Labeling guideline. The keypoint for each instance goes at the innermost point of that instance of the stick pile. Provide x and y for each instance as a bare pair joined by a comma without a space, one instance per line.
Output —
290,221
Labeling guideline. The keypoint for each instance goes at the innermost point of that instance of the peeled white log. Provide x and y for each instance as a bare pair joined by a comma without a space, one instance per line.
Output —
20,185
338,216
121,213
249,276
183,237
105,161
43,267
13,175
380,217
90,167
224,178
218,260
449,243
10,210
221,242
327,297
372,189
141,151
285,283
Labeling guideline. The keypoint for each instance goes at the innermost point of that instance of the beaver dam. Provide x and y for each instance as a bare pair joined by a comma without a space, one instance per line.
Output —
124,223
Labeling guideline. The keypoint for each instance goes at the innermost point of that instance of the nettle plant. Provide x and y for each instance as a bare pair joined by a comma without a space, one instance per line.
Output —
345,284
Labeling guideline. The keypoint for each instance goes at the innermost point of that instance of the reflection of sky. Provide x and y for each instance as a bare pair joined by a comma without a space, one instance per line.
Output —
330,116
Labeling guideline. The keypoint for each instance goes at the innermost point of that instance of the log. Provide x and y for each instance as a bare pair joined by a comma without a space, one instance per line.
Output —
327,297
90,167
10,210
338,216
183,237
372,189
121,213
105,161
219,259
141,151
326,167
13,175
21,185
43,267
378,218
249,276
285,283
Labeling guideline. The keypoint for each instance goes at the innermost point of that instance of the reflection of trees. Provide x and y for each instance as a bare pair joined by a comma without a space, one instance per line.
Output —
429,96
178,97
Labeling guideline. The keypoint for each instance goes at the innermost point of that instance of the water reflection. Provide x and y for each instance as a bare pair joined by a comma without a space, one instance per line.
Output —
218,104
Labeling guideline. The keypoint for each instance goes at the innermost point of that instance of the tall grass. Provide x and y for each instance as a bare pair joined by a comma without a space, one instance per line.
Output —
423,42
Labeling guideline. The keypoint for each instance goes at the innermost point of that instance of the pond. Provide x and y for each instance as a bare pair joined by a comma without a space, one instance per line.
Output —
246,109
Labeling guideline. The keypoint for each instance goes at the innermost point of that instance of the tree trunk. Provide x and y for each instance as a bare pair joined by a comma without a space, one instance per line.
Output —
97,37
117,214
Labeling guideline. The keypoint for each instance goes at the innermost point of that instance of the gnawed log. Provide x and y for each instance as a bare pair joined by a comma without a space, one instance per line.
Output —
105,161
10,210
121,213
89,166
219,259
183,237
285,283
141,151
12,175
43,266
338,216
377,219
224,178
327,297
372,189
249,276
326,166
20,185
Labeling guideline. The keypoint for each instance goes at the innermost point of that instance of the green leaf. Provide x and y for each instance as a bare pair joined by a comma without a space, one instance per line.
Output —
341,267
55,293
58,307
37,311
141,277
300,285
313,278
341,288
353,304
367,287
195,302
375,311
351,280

........

**WRITTEN EXERCISE:** Repeat every item above word for word, with no changes.

**FINISHED TASK:**
Labeling guideline. The keypoint for each instance goes at the innermost point of that instance of the stick pile. Provide x and y for each instance as a bare pair joined by a comma without a space, one instance per line.
Output —
290,221
Labeling guideline. The keypoint for each instance goes at the innermost point of that instance of the peeled white log. Provide x and y for each instance as a bare pair joined by a comma without a space, one instance per line.
Output —
20,185
338,216
121,213
249,276
183,237
105,161
43,267
13,175
380,217
90,167
224,178
218,260
449,243
10,210
221,242
327,297
372,189
141,151
285,283
Labeling guideline. The keypoint for each instance goes at the innermost point of that instance of the beaver dam. Provide x and y for each instance as a bare pair joined by a comma without a space, one instance per line.
Output —
124,223
Labeling guideline. The keypoint for each instance goes at the innermost point of that instance of the nettle plant. Provide x and y for each instance as a bare pair joined by a comma without a space, one instance per line.
Output —
345,284
Labeling guideline. The keypoint for each instance goes at the innermost point of that instance of the reflection of sky. Provide x and y for each instance as a bare pair joined by a comma without a space, one instance per line.
Output —
330,116
Labeling guideline. The keypoint for each instance goes at the innermost point of that instance of the log. Provide x and y for each instance as a bare pair joined by a comma without a space, one instance per line.
Output —
327,297
90,167
10,210
338,216
183,237
372,189
121,213
105,161
219,259
141,151
326,167
13,175
21,185
43,267
378,218
249,276
285,283
Labeling guideline. The keypoint for each instance goes at the innermost point of that instance of the reflection of trees. Provide x and y for each instance as a bare pair joined by a comma without a space, one instance per line.
Output —
429,96
178,97
Labeling guideline. The keypoint for each instance goes at the innermost point of that instance of the water reflection. Provide x and y for each instance as a bare pair joined by a comma without a space, one instance per line.
Output —
218,104
Labeling guideline. The keypoint for each instance goes at the innermost point of that instance of the tall grass. Provide x and y for each instance as a bare pair joined by a comma without a space, one instance per line.
Output —
423,42
Labeling guideline. The keypoint for each instance goes at the innermost point of that instance of the pond. Provide x and y for each instance as a bare pair joined by a comma without a space, one instance per line.
Output —
246,109
Labeling guideline. The keypoint for each instance goes at the innermost point of that instance of the tree trunk. Provide x and y for each instance as a bare pair joined by a comma without a space, one instance per line.
Output —
97,37
117,214
Labeling guideline. The keypoint for each instance goes at the innermost point of that instance of the gnawed log. Provide x and y for each instance as a bare pair joined by a comma without a space, one instance per line.
Output —
105,161
10,210
121,213
89,166
219,259
183,237
285,283
141,151
12,175
43,266
338,216
377,219
224,178
327,297
372,189
249,276
326,166
20,185
Labeling guideline. The keypoint for each instance goes at the innermost point of that instance of the green leaf. Provide x and y for each instance as a bare pair joined by a comma without a space, one instance per line.
Output —
341,267
55,293
58,307
37,311
141,277
300,285
313,278
341,288
353,304
367,287
195,302
375,311
351,280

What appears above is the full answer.